## Written task:
Swap "from this image" for "from this photo" in the listing from the line containing "Extract dollar banknote" through the end of the listing, and leave all other text unchanged. Reproduce only those lines.

— BEGIN Information shown —

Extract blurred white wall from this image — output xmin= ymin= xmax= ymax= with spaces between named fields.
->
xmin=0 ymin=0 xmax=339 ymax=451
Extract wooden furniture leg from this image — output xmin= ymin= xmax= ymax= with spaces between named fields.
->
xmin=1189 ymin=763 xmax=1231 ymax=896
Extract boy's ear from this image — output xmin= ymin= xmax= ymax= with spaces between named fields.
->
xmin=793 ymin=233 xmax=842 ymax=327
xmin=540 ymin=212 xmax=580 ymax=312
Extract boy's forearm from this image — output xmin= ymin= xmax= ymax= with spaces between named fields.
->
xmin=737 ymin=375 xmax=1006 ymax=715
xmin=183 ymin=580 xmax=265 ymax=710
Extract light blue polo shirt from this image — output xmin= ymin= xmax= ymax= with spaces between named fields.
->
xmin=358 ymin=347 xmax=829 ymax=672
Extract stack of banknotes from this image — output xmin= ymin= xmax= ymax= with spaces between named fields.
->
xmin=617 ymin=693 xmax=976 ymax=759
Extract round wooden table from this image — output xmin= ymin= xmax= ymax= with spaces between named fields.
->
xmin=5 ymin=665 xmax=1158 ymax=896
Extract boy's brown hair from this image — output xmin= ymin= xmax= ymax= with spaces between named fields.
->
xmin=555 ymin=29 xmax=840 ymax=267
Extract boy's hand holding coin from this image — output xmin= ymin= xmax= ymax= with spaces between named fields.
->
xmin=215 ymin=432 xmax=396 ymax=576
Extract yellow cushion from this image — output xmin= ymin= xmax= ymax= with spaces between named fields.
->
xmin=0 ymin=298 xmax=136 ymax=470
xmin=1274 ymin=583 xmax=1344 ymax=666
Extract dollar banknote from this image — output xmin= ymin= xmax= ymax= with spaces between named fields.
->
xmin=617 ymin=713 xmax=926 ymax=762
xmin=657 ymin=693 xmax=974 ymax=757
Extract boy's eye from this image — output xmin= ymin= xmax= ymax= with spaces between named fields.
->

— END Information shown —

## Answer to this problem:
Extract dollar banknote from this photo — output xmin= ymin= xmax= ymax= with spaces between named fields.
->
xmin=617 ymin=713 xmax=926 ymax=762
xmin=657 ymin=693 xmax=974 ymax=757
Extract boy's eye from this photo — output xmin= ymin= xmax= ymax= with spaces between named fields.
->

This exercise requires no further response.